[Start of Supplied material]
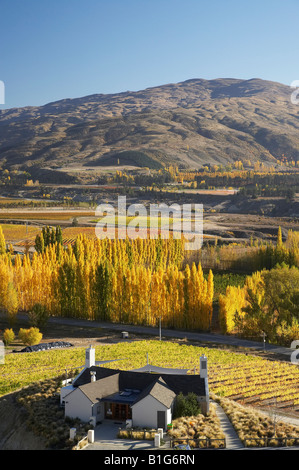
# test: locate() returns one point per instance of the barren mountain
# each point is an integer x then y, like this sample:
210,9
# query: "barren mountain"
189,123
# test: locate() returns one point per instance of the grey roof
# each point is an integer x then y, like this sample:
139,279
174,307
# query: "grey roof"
95,391
112,384
160,370
160,391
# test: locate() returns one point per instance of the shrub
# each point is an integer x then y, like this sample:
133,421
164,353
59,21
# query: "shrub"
38,316
8,336
186,405
30,336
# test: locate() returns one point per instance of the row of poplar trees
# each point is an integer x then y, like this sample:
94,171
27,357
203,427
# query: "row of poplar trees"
128,281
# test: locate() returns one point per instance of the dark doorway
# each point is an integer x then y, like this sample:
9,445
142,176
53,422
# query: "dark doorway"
161,419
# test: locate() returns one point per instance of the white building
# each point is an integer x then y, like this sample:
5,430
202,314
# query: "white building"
146,398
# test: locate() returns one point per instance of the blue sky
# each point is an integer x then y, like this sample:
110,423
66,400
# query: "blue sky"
50,50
[End of Supplied material]
▸ **Requirements**
Transcribe all the records above word for word, without their images.

▸ **Exercise output**
# test: locate() returns one point per instance of the barren mountain
# each point is an integer x then y, like this sample:
210,9
# query: "barren mountain"
189,123
# test: locate() returns one point per instance of the grey roof
# each point is an integer x then y, like this sample:
139,279
174,307
# query: "grey roof"
95,391
112,384
160,370
160,391
# test: locate() returns one point per instance of the shrub
# each point is an integer x then y, like this sample:
133,421
164,353
59,21
# query: "shrub"
38,316
8,336
186,405
30,336
# test: locate() returns one point per instance of the row of poplar trees
# each point is an integer x then y, like this sample:
94,171
27,357
203,427
# query: "row of poplar trees"
128,281
# test: locate() returns one point per instance of the dark doorway
# each point is an integer x then y, like this sample:
9,445
142,176
53,422
# query: "dark doorway"
161,419
# test: locate() returns one point per instance of the white building
# each point is an integer x then y, like this sample:
5,430
202,314
# query: "white building"
146,398
# test: locate() returns one point per instance of the blue sky
# each point is an integer x then y, like this sample:
110,423
66,400
# query: "blue sky"
50,50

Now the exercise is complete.